◆ **The problem**: Look through the data below and extract, unchanged, the lines from the one that contains "of the dirt" to the one that contains "the chrome bumper", both included.

[Image point grounding data]
::::

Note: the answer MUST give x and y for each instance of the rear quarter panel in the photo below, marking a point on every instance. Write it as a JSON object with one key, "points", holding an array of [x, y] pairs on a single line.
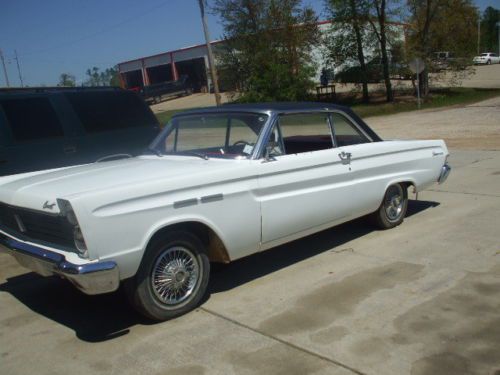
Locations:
{"points": [[375, 166]]}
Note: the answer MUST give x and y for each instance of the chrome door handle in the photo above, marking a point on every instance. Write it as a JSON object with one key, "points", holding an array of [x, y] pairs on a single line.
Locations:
{"points": [[345, 155], [69, 149]]}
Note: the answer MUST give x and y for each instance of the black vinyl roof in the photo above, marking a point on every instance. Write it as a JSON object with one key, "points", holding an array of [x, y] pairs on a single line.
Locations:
{"points": [[284, 107], [279, 107]]}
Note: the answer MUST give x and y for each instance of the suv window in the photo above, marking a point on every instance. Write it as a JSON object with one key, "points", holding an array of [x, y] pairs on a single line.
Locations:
{"points": [[346, 133], [32, 119], [305, 133], [104, 111]]}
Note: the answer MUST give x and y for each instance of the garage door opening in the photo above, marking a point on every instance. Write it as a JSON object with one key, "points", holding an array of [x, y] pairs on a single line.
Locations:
{"points": [[160, 73], [196, 72], [133, 79]]}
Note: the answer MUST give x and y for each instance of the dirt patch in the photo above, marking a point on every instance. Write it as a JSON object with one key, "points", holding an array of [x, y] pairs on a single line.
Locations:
{"points": [[459, 330], [321, 307]]}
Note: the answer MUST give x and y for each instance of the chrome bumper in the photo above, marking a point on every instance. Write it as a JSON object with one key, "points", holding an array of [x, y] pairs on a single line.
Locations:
{"points": [[90, 278], [445, 171]]}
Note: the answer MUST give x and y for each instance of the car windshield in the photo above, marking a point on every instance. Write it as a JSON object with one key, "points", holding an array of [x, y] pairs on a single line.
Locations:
{"points": [[223, 135]]}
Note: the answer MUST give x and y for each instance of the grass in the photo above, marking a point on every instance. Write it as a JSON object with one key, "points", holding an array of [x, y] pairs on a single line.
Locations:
{"points": [[437, 99], [404, 102], [164, 117]]}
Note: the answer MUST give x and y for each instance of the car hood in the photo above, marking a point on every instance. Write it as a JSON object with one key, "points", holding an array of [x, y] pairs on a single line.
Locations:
{"points": [[40, 190]]}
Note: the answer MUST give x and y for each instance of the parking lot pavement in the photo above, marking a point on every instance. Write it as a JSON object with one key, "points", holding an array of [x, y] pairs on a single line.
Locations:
{"points": [[422, 298]]}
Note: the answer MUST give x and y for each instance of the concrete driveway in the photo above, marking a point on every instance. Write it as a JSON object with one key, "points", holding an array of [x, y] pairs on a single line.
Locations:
{"points": [[423, 298]]}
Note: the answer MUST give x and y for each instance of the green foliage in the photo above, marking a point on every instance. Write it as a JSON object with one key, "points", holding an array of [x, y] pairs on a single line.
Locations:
{"points": [[267, 56], [442, 25], [109, 77], [489, 30], [66, 80], [340, 43]]}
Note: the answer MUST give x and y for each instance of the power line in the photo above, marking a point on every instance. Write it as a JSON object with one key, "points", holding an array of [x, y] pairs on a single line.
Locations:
{"points": [[19, 69], [100, 32], [4, 69]]}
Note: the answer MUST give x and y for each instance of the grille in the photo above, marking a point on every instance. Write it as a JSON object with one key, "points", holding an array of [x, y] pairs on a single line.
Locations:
{"points": [[37, 226]]}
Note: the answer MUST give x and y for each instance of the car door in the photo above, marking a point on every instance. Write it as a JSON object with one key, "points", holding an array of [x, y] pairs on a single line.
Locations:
{"points": [[304, 184]]}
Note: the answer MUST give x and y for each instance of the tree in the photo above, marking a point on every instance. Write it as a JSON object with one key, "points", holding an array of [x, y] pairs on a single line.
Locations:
{"points": [[380, 30], [348, 38], [108, 77], [489, 32], [441, 25], [267, 55], [66, 80]]}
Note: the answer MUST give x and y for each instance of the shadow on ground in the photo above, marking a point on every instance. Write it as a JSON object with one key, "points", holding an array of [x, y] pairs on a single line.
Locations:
{"points": [[105, 317]]}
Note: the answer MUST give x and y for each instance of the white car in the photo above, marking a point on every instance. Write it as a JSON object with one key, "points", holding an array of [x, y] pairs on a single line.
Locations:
{"points": [[216, 185], [487, 58]]}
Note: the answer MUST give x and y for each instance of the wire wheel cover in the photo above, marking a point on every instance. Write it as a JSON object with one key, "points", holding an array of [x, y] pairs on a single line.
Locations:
{"points": [[175, 275], [394, 202]]}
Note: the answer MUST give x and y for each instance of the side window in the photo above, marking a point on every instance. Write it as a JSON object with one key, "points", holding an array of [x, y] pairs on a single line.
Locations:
{"points": [[346, 133], [208, 134], [305, 133], [32, 119], [110, 110]]}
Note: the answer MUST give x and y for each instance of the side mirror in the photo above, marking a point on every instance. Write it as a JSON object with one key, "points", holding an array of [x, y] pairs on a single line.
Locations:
{"points": [[268, 153]]}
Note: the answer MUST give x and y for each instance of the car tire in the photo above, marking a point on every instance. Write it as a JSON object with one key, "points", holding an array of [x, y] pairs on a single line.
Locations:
{"points": [[182, 258], [393, 208]]}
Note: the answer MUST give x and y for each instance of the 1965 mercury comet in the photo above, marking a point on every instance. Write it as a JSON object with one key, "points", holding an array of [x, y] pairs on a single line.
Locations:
{"points": [[216, 185]]}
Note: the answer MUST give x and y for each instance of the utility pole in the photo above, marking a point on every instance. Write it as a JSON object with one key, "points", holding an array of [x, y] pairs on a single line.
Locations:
{"points": [[211, 62], [19, 69], [4, 69], [498, 25], [478, 35]]}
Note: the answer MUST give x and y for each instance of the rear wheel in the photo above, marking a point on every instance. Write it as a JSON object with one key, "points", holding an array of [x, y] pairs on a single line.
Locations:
{"points": [[393, 208], [172, 278]]}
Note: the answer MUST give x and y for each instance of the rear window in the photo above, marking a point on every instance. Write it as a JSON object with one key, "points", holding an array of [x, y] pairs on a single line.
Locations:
{"points": [[31, 119], [105, 111]]}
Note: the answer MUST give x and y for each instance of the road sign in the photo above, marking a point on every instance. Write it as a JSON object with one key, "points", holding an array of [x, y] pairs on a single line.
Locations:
{"points": [[417, 65]]}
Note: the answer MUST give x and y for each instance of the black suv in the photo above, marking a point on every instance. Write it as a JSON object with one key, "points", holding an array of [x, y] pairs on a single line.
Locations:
{"points": [[43, 128]]}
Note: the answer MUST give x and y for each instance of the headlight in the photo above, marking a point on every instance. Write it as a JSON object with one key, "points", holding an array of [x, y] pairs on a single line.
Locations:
{"points": [[79, 240]]}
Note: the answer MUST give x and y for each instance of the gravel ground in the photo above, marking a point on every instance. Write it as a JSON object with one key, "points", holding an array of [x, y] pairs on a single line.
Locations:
{"points": [[475, 126]]}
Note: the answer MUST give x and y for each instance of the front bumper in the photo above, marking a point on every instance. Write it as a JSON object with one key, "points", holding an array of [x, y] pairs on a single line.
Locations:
{"points": [[445, 172], [90, 278]]}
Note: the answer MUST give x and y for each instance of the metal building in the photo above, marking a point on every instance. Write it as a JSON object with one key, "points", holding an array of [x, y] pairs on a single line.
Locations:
{"points": [[168, 66], [193, 62]]}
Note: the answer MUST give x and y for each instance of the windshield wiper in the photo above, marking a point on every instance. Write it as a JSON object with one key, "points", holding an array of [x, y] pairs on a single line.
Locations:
{"points": [[191, 153], [154, 151]]}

::::

◆ **Result below**:
Note: the answer MUST give x and y for each instance of the dirt patch in the photo above, marking a point on every instance. Write it as a JSON object with one key, "points", holding an array of [x, y] pairs on a single line.
Locations:
{"points": [[459, 330], [321, 307]]}
Note: the answer MUST give x and y for each instance of the chrome bumper in the photo above, marking a point on every instance. Write it as a JSON object with one key, "points", holding an array of [x, y] pairs on a single line.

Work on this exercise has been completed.